**WORK REQUEST**
Continue the news article below on the new panic alarms in Lee County schools, starting after the statement attributed to Chris Engelhart.

─── QUOTED PASSAGE

New technology in Lee County’s public schools this year will help keep your children safe at the push of a button.
The district has installed panic alarms in all schools. The purpose? Faster response times in an emergency.
Each teacher and staff member carries an ID and when they click on it, an alarm is automatically triggered, triggering a series of announcements and on-screen messages informing staff of the exact location of the emergency. A teacher even has the option to send an alert directly to law enforcement.
“They notify our communications center so that our dispatchers can receive them immediately and forward them like any other emergency call,” said Cape Coral Police Chief Anthony Sizemore.
With more than 1,800 students expected in the halls of Cape Coral High School, technology couldn’t come at a better time.
“Sometimes seconds count when it comes to a medical situation or school safety,” said Chris Engelhart, principal of Cape High.

──────
─── INFORMATION GIVEN

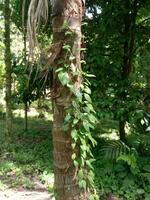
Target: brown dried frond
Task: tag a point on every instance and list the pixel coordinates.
(38, 10)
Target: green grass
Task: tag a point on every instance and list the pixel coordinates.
(28, 156)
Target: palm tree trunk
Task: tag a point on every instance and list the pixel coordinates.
(8, 72)
(67, 16)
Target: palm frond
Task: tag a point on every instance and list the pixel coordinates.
(38, 10)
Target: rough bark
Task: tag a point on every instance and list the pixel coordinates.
(129, 47)
(70, 11)
(8, 72)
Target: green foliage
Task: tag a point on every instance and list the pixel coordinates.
(81, 117)
(113, 149)
(28, 156)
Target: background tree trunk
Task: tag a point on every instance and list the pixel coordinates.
(8, 72)
(129, 47)
(69, 13)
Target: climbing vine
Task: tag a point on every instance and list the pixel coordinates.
(80, 118)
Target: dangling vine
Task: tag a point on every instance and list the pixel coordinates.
(80, 118)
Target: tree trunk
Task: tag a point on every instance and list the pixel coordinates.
(8, 72)
(129, 47)
(26, 116)
(67, 16)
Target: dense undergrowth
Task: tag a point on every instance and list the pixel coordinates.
(30, 156)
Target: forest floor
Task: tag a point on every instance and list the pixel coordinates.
(26, 171)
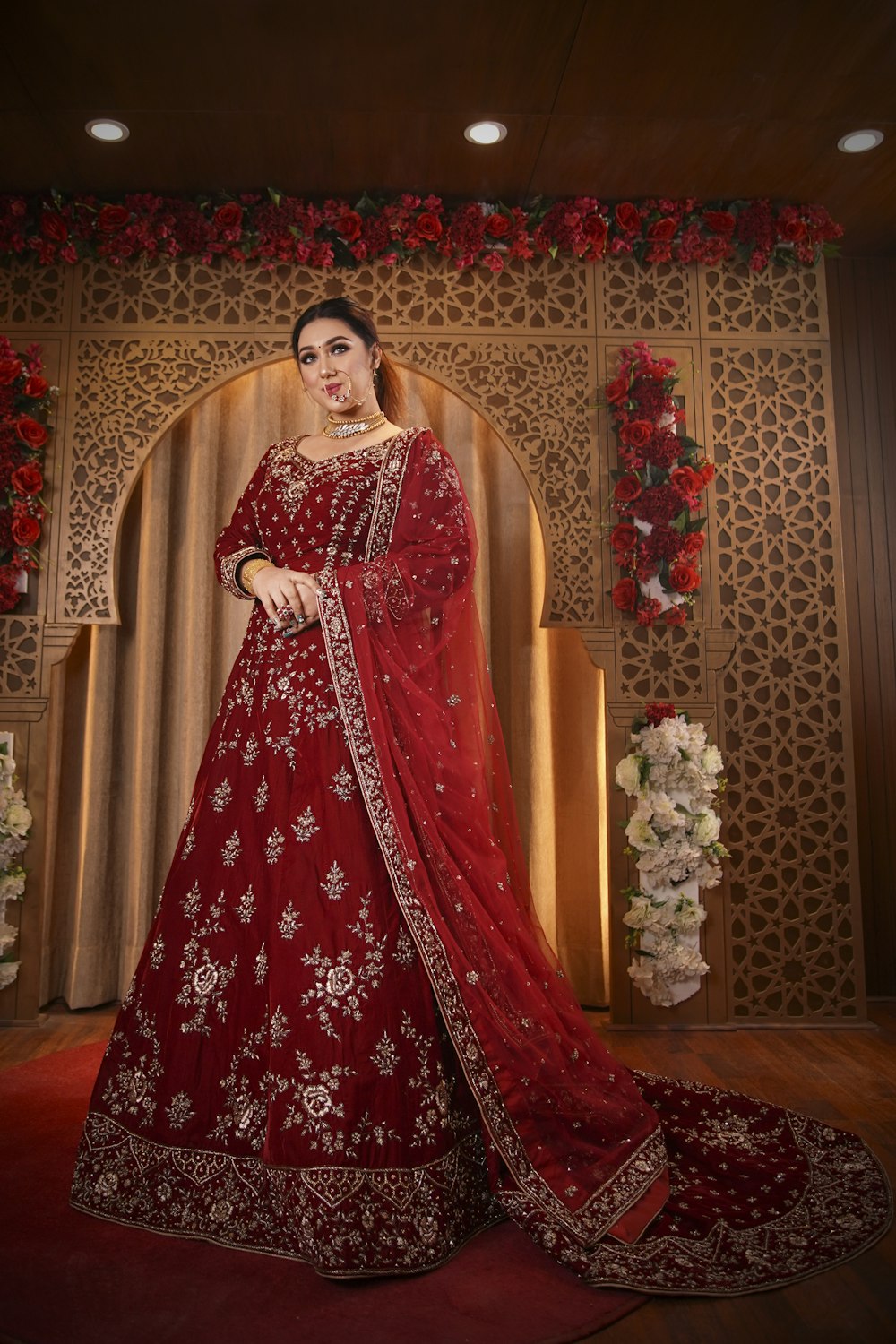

──────

**ANSWER TO THE EXERCISE**
“I think it’s an easier opportunity for us to connect with the people we need instead of calling or emailing us,” said AJ Gurgal, a teacher at Cape High.
It comforts Adina Bridges, who will be sending her child to fifth grade at Hancock Creek Elementary School next week.
“I think it’s really fantastic that there will be other ways to get help faster because that’s always one of the fears we see,” she said.
The alarm system works without the need for a cellular connection, Wi-Fi or GPS. The cost of installing the system in all Lee County’s schools was $ 3.8 million.